Estratto del testo:
========
Erano le 10.00 passate, ero arrivato in Ambasciata prima delle nove, avevo preso il trenino dei pendolari, che prima di arrivare a Roma, ferma ad Attigliano, a Orte e a Roma Tiburtina, poi preso un tassì fino a Viale Liegi 21, sede dell’Ambasciata del Cile in Italia, dove da tre anni svolgo il ruolo di Addetto Culturale. Trovo il messaggio della mia assistente, mi comunica che mi stanno chiamando al telefono da parte di Nanni Moretti. Un misto di emozione e di curiosità mi pervade. Appartengo a una generazione che è cresciuta con i suoi film, sentendo il suo richiamo a dire qualcosa di sinistra e i girotondi sul Parlamento, me li ricordo come se fosse ieri.
Antonio, mi dice la sua assistente, siamo appena tornati da Santiago, siamo stati con Marco Ricci l’Ambasciatore italiano in Cile che ci ha raccontato tutto sull’Ambasciata italiana a Santiago subito dopo il colpo di stato. A Nanni gli piacerebbe incontrarti, anzi, gli piacerebbe farti un’intervista. Concordo il giorno e l’ora, mettendo un po’ in subbuglio i funzionari dell’Ambasciata, i diplomatici non lo conoscono, ma il personale sì.
L’argomento Ambasciata italiana in Cile è un tema che ho sempre toccato poco o quasi per niente, ho affrontato prima l’esilio, la militanza, la lunga attesa per la fine della dittatura, e poi la rassegnazione e l’inserimento. Mi sono visto nell’obbligo di lasciare certe cose in stand-by.
Avevo affrontato la tematica fino in fondo soltanto un’altra volta, con Dario Cresto-Dina, vice Direttore del giornale La Repubblica, che stava scrivendo il libro Sei chiodi storti, Santiago 1976, la coppa Davis italiana.
Avevo vissuto i tre anni più belli della mia vita (1970/1973). Non è molto tempo, ma quei tre anni hanno segnato completamente chi li ha vissuti. Ero molto giovane, una sorta di mascotte della Brigada Ramona Parra (un collettivo di giovani comunisti che facevano murales); uscivo la sera di nascosto a dipingere soprattutto scritte gigantesche e piene di colore; prima avevo partecipato nell’orchestra giovanile, ma non ero bravo, ragion per cui passai a riempire i caratteri che il disegnatore a gran velocità segnava sul muro. Io mi occupavo del colore rosso e dove vedevo una lettera R era lì che bisognava agire. Molte volte dovevamo scappare prima di finire e nasconderci sotto le macchine, per sfuggire a quelli di Patria y Libertad che ci davano la caccia, molte volte finivamo in caserma, anche i carabinieri ci davano la caccia, era il 1969 e da lì a poco saremmo diventati governo.
========
Materiale:
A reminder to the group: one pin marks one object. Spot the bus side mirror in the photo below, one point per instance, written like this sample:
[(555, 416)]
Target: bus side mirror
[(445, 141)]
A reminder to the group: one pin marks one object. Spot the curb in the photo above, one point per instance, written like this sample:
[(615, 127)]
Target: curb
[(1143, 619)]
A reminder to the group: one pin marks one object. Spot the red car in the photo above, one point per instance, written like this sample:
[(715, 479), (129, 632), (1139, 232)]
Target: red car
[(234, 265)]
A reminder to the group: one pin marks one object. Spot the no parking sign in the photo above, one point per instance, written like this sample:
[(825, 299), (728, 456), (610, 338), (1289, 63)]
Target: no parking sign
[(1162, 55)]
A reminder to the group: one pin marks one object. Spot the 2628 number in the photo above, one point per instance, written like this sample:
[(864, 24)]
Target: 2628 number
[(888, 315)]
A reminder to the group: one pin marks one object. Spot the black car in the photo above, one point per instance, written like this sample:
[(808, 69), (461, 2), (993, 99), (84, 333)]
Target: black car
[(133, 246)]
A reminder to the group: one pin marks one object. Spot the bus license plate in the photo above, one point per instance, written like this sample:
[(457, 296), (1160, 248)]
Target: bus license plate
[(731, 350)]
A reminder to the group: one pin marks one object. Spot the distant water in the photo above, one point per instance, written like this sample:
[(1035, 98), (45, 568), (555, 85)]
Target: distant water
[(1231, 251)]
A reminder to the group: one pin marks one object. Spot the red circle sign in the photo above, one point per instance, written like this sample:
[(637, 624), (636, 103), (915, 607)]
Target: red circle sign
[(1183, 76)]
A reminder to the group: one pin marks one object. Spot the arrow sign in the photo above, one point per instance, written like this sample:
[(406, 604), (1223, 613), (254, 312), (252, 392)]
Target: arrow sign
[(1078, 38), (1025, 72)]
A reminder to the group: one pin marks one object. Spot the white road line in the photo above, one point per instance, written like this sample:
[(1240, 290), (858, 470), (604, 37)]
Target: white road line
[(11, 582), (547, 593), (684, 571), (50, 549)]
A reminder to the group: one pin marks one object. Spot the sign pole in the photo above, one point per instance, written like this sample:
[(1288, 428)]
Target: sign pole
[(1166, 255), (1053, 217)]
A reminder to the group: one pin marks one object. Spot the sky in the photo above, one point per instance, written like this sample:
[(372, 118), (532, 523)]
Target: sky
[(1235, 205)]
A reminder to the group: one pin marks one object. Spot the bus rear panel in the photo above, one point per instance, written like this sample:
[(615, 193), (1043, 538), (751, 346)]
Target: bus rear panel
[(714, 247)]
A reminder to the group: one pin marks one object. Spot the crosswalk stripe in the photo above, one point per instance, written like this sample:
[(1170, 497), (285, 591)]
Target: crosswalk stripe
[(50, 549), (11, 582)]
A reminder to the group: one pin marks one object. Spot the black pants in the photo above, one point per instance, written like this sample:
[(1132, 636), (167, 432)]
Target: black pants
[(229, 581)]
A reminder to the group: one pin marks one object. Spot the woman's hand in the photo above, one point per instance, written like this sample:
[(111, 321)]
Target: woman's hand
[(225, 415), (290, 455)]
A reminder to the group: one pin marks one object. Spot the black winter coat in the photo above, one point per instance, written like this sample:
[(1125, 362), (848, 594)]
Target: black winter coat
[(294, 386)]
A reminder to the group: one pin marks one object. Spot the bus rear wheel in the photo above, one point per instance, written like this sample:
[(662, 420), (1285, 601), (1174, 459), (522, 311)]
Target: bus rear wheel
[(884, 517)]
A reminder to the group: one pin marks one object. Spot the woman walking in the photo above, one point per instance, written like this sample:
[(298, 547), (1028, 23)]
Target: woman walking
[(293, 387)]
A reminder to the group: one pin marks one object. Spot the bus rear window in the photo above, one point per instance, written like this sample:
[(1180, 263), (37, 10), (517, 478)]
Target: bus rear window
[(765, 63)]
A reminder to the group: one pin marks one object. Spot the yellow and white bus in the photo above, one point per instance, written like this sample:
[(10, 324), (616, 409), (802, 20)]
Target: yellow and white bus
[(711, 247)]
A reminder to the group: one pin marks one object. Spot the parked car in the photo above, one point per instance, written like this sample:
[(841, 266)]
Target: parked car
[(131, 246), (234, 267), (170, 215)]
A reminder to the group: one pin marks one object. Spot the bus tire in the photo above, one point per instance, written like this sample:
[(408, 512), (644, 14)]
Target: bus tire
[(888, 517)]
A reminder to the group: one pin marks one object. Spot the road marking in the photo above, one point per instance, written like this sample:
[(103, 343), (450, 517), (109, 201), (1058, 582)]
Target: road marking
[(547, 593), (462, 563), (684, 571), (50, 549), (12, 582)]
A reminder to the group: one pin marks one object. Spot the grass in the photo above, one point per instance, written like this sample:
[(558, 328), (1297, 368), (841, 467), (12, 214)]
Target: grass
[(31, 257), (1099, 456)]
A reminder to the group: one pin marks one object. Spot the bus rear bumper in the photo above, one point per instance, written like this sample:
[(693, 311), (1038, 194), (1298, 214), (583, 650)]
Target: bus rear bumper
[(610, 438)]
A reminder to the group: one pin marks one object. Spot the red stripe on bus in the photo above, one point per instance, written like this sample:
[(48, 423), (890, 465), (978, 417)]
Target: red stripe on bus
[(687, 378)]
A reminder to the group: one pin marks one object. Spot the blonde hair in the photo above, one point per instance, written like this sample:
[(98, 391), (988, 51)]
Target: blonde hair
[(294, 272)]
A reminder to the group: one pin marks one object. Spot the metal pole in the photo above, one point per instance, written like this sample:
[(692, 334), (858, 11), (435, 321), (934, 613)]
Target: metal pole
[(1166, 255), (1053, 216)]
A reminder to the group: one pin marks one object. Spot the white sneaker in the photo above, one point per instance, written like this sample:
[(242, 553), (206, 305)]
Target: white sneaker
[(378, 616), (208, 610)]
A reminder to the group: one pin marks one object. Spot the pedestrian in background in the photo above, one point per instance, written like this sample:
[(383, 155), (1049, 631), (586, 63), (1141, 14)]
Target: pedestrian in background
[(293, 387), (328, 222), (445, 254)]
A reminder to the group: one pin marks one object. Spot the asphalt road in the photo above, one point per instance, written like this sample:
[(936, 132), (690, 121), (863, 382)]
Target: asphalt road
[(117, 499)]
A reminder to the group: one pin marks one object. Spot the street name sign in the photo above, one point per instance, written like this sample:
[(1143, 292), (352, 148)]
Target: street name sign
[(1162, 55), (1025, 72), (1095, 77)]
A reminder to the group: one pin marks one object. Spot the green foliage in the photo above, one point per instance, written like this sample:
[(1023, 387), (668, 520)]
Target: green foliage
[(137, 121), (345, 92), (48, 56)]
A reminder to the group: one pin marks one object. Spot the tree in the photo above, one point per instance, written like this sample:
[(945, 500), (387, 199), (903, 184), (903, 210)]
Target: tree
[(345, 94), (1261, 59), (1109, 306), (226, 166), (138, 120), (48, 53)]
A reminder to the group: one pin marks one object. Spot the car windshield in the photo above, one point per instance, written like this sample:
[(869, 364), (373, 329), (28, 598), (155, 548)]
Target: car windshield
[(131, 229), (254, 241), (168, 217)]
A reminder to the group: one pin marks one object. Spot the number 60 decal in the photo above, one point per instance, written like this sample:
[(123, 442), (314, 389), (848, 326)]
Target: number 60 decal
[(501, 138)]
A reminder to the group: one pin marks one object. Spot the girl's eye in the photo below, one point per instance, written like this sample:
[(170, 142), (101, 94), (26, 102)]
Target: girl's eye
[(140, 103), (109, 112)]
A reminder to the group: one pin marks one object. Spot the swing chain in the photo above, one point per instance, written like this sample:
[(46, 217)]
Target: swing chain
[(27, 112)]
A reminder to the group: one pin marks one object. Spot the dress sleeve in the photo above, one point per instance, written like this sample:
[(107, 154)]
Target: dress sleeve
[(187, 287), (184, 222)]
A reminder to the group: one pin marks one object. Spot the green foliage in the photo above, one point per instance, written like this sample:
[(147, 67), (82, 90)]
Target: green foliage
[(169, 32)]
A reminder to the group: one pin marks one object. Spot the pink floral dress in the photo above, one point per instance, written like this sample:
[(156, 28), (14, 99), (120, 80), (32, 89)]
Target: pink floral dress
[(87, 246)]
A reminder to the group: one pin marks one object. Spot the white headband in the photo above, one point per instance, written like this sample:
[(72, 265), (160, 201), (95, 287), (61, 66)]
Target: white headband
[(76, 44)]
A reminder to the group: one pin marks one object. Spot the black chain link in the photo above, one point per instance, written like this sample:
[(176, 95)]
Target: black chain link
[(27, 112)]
========
Richiesta scritta A: Secondo il brano, a quale indirizzo ha sede l'Ambasciata del Cile in Italia?
Richiesta scritta B: Riporta fedelmente il passo del brano che comincia con le parole contenenti "Avevo affrontato la" e termina con "coppa Davis italiana.".

Risultato corretto A: Viale Liegi 21.

Risultato corretto B:
Avevo affrontato la tematica fino in fondo soltanto un’altra volta, con Dario Cresto-Dina, vice Direttore del giornale La Repubblica, che stava scrivendo il libro Sei chiodi storti, Santiago 1976, la coppa Davis italiana.